## Problem requirements
Convert each line of the material below into a JSON list of strings, one string per line, with blank lines skipped and the pictures left out.
** start Material shown **
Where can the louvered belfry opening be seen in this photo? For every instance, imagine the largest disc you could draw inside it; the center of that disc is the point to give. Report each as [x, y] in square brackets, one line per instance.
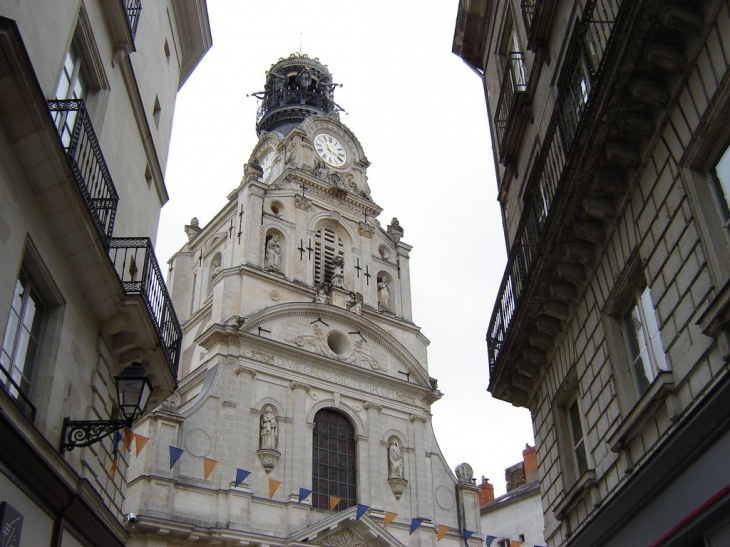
[327, 245]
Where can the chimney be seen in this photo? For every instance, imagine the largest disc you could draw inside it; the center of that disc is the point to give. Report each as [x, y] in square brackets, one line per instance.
[529, 457]
[486, 492]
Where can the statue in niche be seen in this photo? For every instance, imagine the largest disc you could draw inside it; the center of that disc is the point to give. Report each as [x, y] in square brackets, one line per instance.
[273, 254]
[355, 304]
[322, 293]
[395, 460]
[338, 278]
[321, 170]
[383, 294]
[269, 434]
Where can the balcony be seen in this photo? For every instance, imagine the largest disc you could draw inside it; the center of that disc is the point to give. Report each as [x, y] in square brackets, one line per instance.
[123, 18]
[135, 263]
[511, 113]
[87, 163]
[545, 187]
[537, 15]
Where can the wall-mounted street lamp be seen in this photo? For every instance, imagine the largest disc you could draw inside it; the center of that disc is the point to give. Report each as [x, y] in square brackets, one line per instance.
[133, 392]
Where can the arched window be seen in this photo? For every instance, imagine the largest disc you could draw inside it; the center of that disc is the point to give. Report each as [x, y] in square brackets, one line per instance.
[327, 245]
[334, 470]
** end Material shown **
## Finished exercise
[
  "Where can the louvered belfry opening be seen in this photo? For every instance, imagine the largest disc you could draw inside it; the center of that disc is the point to give. Report each as [x, y] in square brackets, one line per instance.",
  "[327, 245]",
  "Where can the chimney be seen in this photo? For every instance, imagine the largest disc you could draw inside it; the center of that disc is the point to give. Report each as [x, y] in square brackets, one line per instance.",
  "[529, 457]",
  "[486, 492]",
  "Where can the statue in niche be seen in this photo? For every instance, imagine the largest disc you could draw inside it; the center of that disc is the point to give. Report each as [x, y] in square brackets, one line per instance.",
  "[273, 254]",
  "[355, 304]",
  "[322, 293]",
  "[395, 460]",
  "[338, 278]",
  "[321, 170]",
  "[383, 294]",
  "[269, 434]",
  "Where can the balcony be seen in this photo? For every instance, imagine the largest disc you could draw inside it; the center of that disc is the point to give. Report each as [x, y] in square brackets, one line per instance.",
  "[123, 18]",
  "[135, 263]",
  "[511, 113]",
  "[87, 163]",
  "[545, 187]",
  "[537, 15]",
  "Where can the wall-mounted street lamp be seen in this photo? For every instance, imagine the largest disc you could draw inside it; the center of that disc is the point to give. Report each as [x, y] in square brackets, one line per instance.",
  "[133, 392]",
  "Where can the arched window be seen in this photo? For every instance, imagine the largest disc you could draw inside it; the center of that disc is the point to give. Report each as [x, y] in square brackets, one line per instance.",
  "[327, 245]",
  "[334, 470]"
]